### ASSIGNMENT
Starting at the first line of the entries, extract each line up to and including the one that contains "formatted like [216,235].", but leave out the pictures.

### DATA FOR PROCESSING
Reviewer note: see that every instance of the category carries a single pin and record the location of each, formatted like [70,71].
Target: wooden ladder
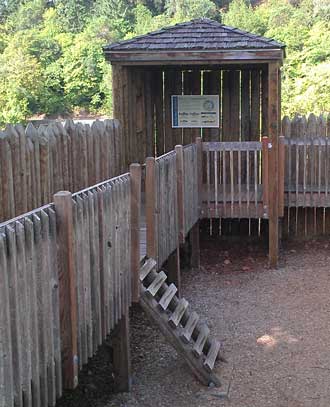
[180,326]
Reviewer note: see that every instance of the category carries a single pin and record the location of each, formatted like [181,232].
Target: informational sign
[195,111]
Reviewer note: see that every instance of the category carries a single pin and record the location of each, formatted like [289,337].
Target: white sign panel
[195,111]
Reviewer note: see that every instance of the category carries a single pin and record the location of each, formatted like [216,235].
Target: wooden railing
[35,163]
[233,180]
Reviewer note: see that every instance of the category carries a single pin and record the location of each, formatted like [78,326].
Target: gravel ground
[274,326]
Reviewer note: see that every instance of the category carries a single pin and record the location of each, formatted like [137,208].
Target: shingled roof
[201,34]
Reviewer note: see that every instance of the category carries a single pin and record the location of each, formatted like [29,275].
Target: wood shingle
[197,35]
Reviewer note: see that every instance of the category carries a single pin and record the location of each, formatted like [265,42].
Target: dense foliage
[51,58]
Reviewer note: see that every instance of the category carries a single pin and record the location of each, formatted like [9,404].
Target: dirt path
[274,326]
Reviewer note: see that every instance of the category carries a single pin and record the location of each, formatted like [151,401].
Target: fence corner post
[151,208]
[199,144]
[281,171]
[67,288]
[180,191]
[135,173]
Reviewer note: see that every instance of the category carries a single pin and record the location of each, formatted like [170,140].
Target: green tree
[20,84]
[73,14]
[190,9]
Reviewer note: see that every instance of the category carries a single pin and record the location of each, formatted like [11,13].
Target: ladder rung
[167,296]
[201,339]
[148,266]
[156,284]
[190,326]
[212,355]
[178,313]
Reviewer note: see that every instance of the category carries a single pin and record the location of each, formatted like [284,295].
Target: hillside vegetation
[51,59]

### YOUR SOLUTION
Reviewer note: see that every instance of the category carries a single pin and record the location of each, formatted like [70,71].
Target: wooden ladder
[180,326]
Reviewer note: see that every instance of the category carries a single pin and record the location of each, formatted like [181,232].
Target: informational sign
[195,111]
Reviewer note: see that every instance of the category carries a single pin and record the location of each, formatted like [289,337].
Target: white sign panel
[195,111]
Reviewer note: see that every instance of the category carries a single pin and record the location of each, formatted like [216,235].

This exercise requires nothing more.